Сколько сейчас этих домов, где ты работаешь?

Семь, в разных городах Израиля. Самое тяжелое — работать там, где живут очень успешные люди.

Как я понимаю, все они более или менее успешны.

В общем, да. Все много пережили, приехали в эту страну без копейки и очень высоко поднялись. Переборов свои психологические проблемы, — хотя я не представляю себе, как это возможно. Кто‑то из них строил дорогу до Эйлата, кто‑то открыл первый в Израиле завод по производству электроники. Они добились признания и материального благополучия, увидели правнуков, и сейчас у них коммунизм. У меня была ученица, которая ездила на Sotheby’s покупать Шагала и Пикассо. А у меня на уроках вырезала собачек с граммофоном. Я говорю: «Зачем, когда есть Шагал?» А она: «Шагала же не повесишь дома».

Но один такой дом, где жили мультимиллионеры, я оставил — с ними было очень трудно. Приходя ко мне, эти люди четко знали, что им надо, и они это получали. Их не волновало, что происходило за столом справа, слева. Они не общались, не пели.

picture

А остальные поют?

И поют тоже. Это же такие спектакли, на которые надо приехать со своей декорацией, все разложить, создать атмосферу. Быть агрессивно веселым. Я привожу телегу инструментов — когда‑то родители моих учеников что‑то мастерили такими инструментами в Польше, Бессарабии. Многие приходят ко мне из‑за запаха дерева — романтика стамесок и молотков.

Со стариками бывает трудно иметь дело.

Они при этом друг друга отлично понимают. А я получаю эти удары по башке часто. Мне, например, звонят: «Моше вышел к тебе на урок». — «Так он через пять минут придет!» — «Нет, но если через 20 минут не дойдет, позвони». Встать, пройти до двери, открыть, потом дойти до лифта, спуститься — тоже работа. Когда я это понял, мне стало легче. И я понял, что каждый из них — герой.

Я даже не о физической немощи, а скорее о трудностях перевода.

Ну, понятно, что каждый раз я должен объяснять, какой инструмент взять и с чего начать. И все показать. И ответить на одни и те же вопросы. Это компьютеры без жесткого диска. А я, как стюард в самолете, — надо долететь со всеми и сказать «шалом».

**Задания:**
[1] Сколько домов, где работает собеседник, названо в интервью и где они находятся?
[2] Сократите абзац интервью, начинающийся словами «В общем, да», и оформите его в виде списка, сохранив основные факты.
[3] Перепишите отрывок интервью от «В общем, да.» до «А остальные поют?», заменив «мультимиллионеры» на «миллиардеры».

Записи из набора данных
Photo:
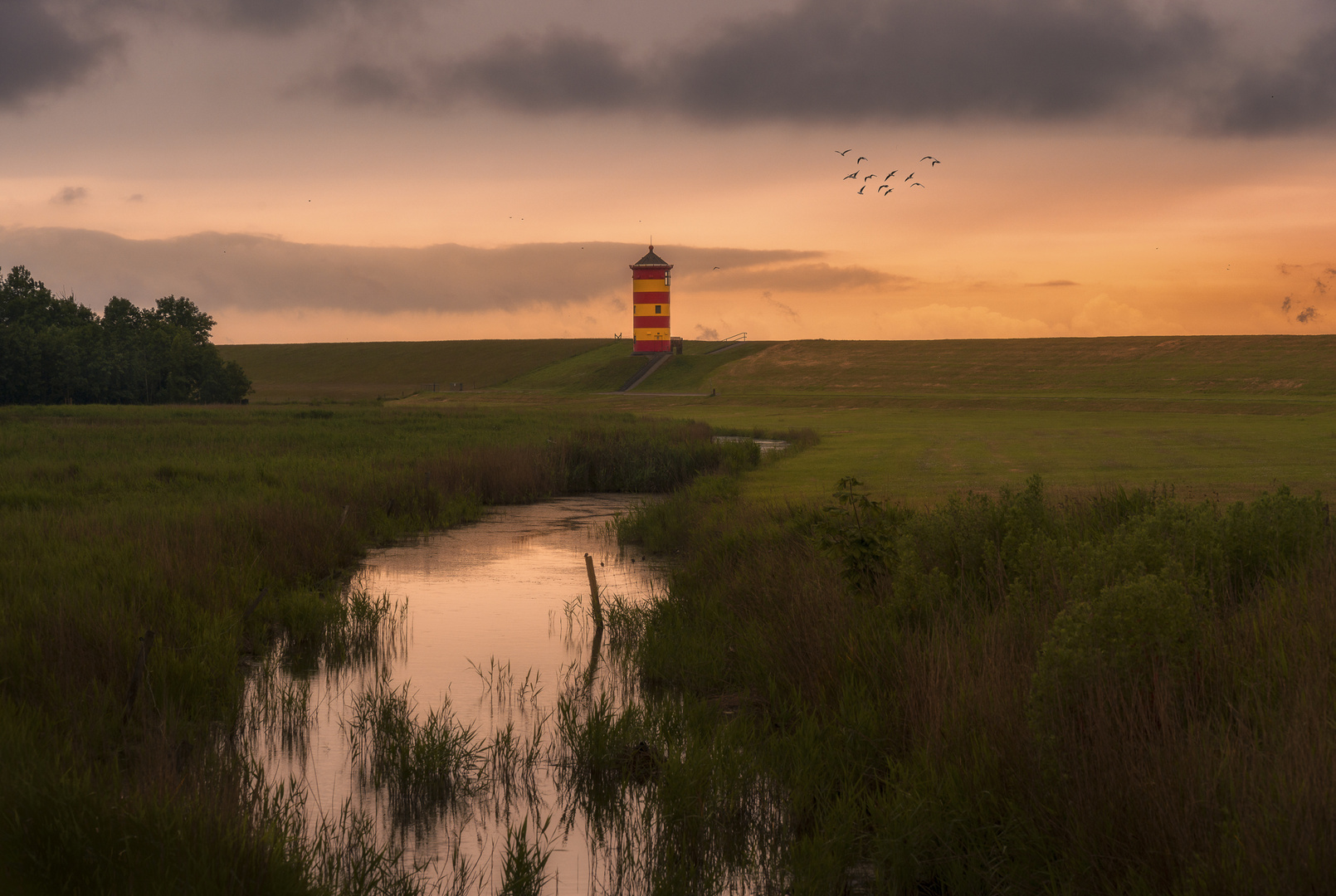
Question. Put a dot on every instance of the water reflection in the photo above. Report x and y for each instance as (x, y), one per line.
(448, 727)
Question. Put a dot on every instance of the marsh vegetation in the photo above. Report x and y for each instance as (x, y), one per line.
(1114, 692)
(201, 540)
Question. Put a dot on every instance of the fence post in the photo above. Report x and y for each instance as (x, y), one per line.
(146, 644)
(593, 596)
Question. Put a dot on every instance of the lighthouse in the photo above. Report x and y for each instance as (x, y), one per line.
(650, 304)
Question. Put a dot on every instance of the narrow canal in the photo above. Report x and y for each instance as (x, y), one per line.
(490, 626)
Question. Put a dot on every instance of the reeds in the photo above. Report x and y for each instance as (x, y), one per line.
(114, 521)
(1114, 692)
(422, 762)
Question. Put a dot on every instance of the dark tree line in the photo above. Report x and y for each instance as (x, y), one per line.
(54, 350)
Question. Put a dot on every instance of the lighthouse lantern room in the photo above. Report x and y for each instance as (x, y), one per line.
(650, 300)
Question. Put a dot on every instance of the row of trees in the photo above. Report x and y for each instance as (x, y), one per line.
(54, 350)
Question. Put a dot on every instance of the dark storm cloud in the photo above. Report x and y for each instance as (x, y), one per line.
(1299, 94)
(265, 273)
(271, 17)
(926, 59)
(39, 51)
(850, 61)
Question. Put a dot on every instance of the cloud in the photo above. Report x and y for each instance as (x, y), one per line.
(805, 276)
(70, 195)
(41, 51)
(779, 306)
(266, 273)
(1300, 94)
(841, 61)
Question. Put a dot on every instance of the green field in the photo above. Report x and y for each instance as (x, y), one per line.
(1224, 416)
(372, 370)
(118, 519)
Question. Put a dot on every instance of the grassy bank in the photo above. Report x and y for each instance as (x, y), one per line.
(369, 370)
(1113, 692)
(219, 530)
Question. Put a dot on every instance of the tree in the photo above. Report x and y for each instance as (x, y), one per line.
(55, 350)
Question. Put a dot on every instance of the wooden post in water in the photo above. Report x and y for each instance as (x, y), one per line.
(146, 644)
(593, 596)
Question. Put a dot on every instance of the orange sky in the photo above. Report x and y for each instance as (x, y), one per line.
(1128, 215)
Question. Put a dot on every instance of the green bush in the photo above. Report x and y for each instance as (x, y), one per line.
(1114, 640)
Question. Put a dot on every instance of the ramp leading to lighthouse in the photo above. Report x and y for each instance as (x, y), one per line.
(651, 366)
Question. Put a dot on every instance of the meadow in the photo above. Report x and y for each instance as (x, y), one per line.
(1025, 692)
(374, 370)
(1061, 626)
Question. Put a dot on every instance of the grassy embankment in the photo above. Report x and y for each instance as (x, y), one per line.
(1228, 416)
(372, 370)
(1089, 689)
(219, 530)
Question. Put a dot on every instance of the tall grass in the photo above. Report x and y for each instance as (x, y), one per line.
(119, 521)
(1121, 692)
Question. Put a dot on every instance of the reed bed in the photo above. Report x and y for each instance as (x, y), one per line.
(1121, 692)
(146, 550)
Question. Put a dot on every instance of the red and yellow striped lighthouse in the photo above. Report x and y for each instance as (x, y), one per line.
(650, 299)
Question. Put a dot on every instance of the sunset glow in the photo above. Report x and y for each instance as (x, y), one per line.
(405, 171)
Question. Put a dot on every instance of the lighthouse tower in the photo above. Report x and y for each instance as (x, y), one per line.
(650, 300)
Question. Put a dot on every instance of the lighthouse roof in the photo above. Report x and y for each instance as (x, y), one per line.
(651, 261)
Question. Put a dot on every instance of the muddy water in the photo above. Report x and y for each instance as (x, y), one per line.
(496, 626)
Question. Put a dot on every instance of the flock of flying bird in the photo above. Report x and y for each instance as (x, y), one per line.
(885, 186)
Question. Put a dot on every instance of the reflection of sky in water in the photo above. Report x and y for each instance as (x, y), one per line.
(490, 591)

**Ответы по номерам:**
[1] Семь, в разных городах Израиля.

[2]
- Все много пережили, приехали в страну без копейки и очень высоко поднялись, переборов свои психологические проблемы.
- Кто‑то из них строил дорогу до Эйлата, кто‑то открыл первый в Израиле завод по производству электроники.
- Они добились признания и материального благополучия, увидели правнуков, и сейчас у них «коммунизм».
- Одна ученица ездила на Sotheby’s покупать Шагала и Пикассо, а на уроках вырезала собачек с граммофоном, потому что «Шагала же не повесишь дома».

[3]
В общем, да. Все много пережили, приехали в эту страну без копейки и очень высоко поднялись. Переборов свои психологические проблемы, — хотя я не представляю себе, как это возможно. Кто‑то из них строил дорогу до Эйлата, кто‑то открыл первый в Израиле завод по производству электроники. Они добились признания и материального благополучия, увидели правнуков, и сейчас у них коммунизм. У меня была ученица, которая ездила на Sotheby’s покупать Шагала и Пикассо. А у меня на уроках вырезала собачек с граммофоном. Я говорю: «Зачем, когда есть Шагал?» А она: «Шагала же не повесишь дома».

Но один такой дом, где жили миллиардеры, я оставил — с ними было очень трудно. Приходя ко мне, эти люди четко знали, что им надо, и они это получали. Их не волновало, что происходило за столом справа, слева. Они не общались, не пели.

picture

А остальные поют?